Recorded information Start Marker
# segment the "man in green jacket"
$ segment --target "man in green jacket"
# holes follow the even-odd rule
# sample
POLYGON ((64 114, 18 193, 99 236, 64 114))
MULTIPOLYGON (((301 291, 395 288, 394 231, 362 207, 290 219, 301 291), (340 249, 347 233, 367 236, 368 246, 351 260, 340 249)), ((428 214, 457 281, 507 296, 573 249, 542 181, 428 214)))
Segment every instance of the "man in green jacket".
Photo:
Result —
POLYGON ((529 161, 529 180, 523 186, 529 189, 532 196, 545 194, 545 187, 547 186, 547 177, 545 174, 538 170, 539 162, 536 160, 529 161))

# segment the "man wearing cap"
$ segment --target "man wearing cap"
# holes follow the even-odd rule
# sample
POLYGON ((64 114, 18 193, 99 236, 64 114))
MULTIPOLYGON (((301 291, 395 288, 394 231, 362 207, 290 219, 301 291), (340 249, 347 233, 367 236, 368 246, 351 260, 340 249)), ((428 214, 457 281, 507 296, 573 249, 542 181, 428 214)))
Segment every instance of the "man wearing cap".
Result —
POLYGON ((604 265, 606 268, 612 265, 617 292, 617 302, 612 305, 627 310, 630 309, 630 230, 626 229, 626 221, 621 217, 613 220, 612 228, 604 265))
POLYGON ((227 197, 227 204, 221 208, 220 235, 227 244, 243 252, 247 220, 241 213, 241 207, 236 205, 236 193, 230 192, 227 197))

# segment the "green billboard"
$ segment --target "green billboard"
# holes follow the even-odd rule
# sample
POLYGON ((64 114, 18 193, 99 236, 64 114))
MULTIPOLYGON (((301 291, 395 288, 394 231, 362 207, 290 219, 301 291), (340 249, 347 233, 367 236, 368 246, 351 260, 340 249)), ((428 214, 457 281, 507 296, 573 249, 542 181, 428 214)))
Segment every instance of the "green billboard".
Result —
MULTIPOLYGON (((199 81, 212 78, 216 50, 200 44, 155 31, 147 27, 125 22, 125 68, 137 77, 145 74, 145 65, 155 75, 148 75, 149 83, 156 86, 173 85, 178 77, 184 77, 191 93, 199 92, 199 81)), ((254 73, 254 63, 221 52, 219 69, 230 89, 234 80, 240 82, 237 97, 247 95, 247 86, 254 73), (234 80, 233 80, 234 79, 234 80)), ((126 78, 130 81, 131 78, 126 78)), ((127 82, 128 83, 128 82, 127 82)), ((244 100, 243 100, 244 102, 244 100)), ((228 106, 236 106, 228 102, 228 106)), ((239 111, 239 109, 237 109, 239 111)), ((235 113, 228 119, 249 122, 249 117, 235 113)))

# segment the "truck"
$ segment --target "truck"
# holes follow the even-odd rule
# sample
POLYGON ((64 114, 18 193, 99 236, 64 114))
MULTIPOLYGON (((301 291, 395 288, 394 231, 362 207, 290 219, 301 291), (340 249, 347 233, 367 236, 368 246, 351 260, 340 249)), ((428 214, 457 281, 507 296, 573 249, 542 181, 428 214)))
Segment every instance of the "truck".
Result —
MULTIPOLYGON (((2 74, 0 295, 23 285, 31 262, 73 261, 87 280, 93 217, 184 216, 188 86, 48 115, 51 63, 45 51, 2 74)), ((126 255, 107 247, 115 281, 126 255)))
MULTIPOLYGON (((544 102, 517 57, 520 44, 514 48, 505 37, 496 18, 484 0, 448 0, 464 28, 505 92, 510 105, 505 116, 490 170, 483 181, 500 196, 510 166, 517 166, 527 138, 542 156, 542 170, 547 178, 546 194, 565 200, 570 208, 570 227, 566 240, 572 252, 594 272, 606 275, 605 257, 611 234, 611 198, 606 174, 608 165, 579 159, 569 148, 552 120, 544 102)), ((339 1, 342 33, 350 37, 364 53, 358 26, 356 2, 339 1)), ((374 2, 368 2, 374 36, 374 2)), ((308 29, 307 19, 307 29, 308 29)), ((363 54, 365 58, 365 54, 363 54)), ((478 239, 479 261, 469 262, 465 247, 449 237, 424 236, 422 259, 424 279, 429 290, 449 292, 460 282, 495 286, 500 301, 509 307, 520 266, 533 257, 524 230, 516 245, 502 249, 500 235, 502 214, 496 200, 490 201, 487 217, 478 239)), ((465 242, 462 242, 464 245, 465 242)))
Recorded information End Marker
§ **What to work on**
The entries above are to be copied word for word.

§ **Your solution**
# segment the "man in green jacket"
$ segment --target "man in green jacket"
# holes follow the even-odd rule
# sample
POLYGON ((64 114, 18 193, 99 236, 64 114))
MULTIPOLYGON (((301 291, 395 288, 394 231, 362 207, 290 219, 301 291), (340 249, 347 233, 367 236, 368 246, 351 260, 340 249)), ((428 214, 457 281, 507 296, 573 249, 542 181, 428 214)))
Segment every instance of the "man in green jacket".
Photo:
Result —
POLYGON ((529 161, 529 180, 523 186, 529 189, 532 196, 545 194, 545 187, 547 186, 547 177, 545 174, 538 170, 539 162, 536 160, 529 161))

# segment the "man wearing cap"
$ segment --target "man wearing cap"
# holes follow the even-odd rule
# sample
POLYGON ((64 114, 18 193, 99 236, 64 114))
MULTIPOLYGON (((301 291, 395 288, 394 231, 362 207, 290 219, 301 291), (340 249, 347 233, 367 236, 368 246, 351 260, 340 249)), ((428 214, 457 281, 507 296, 573 249, 542 181, 428 214)))
Segment every instance of the "man wearing cap".
Result —
POLYGON ((604 265, 606 268, 612 265, 617 292, 617 302, 612 305, 627 310, 630 309, 630 230, 626 229, 626 221, 621 217, 613 220, 612 228, 604 265))
POLYGON ((227 197, 227 204, 221 208, 220 235, 227 244, 243 252, 247 220, 241 213, 241 207, 236 205, 236 193, 230 192, 227 197))

# segment the "green billboard"
$ segment --target "green billboard"
# holes follow the even-odd rule
# sample
POLYGON ((64 114, 18 193, 99 236, 64 114))
MULTIPOLYGON (((301 291, 395 288, 394 231, 362 207, 290 219, 301 291), (340 249, 347 233, 367 236, 368 246, 351 260, 340 249)), ((428 214, 457 281, 507 296, 573 249, 542 181, 428 214)))
Segment every instance of the "green billboard".
Result —
MULTIPOLYGON (((199 81, 212 78, 216 50, 200 44, 155 31, 147 27, 125 22, 125 68, 137 77, 145 74, 145 65, 155 75, 148 75, 149 83, 156 86, 173 85, 178 77, 184 77, 191 93, 199 92, 199 81)), ((254 73, 254 63, 221 52, 219 69, 230 89, 234 80, 240 82, 237 97, 247 95, 247 86, 254 73), (234 80, 233 80, 234 79, 234 80)), ((126 78, 130 81, 131 78, 126 78)), ((127 82, 128 83, 128 82, 127 82)), ((244 100, 243 100, 244 102, 244 100)), ((228 106, 236 106, 228 102, 228 106)), ((239 111, 239 109, 237 109, 239 111)), ((235 113, 228 119, 249 122, 249 117, 235 113)))

# segment the "truck"
$ segment --target "truck"
# holes follow the even-odd rule
# sample
POLYGON ((64 114, 18 193, 99 236, 64 114))
MULTIPOLYGON (((301 291, 395 288, 394 231, 362 207, 290 219, 301 291), (340 249, 347 233, 367 236, 368 246, 351 260, 340 249)), ((428 214, 457 281, 507 296, 573 249, 542 181, 428 214)))
Segment every instance of the "truck".
Result —
MULTIPOLYGON (((2 74, 0 295, 23 285, 31 262, 73 261, 87 280, 93 217, 184 216, 188 86, 48 115, 51 63, 45 51, 2 74)), ((126 255, 107 247, 115 281, 126 255)))
MULTIPOLYGON (((544 102, 517 57, 520 44, 514 48, 505 37, 496 18, 484 0, 448 0, 464 28, 505 92, 510 105, 505 116, 490 170, 483 181, 500 196, 510 166, 517 166, 527 138, 542 156, 542 170, 547 178, 546 194, 565 200, 570 208, 570 227, 566 240, 572 252, 594 272, 606 275, 605 257, 611 234, 611 198, 606 174, 608 165, 579 159, 569 148, 552 120, 544 102)), ((339 1, 342 33, 350 37, 364 53, 358 26, 356 2, 339 1)), ((374 2, 368 2, 374 36, 374 2)), ((308 29, 307 19, 307 29, 308 29)), ((363 54, 365 58, 365 54, 363 54)), ((478 239, 479 261, 469 262, 465 247, 449 237, 424 236, 422 259, 424 279, 429 290, 449 292, 460 282, 495 286, 500 301, 509 307, 520 266, 533 257, 524 230, 516 245, 502 249, 500 235, 502 214, 496 200, 490 201, 487 217, 478 239)), ((465 242, 462 242, 464 245, 465 242)))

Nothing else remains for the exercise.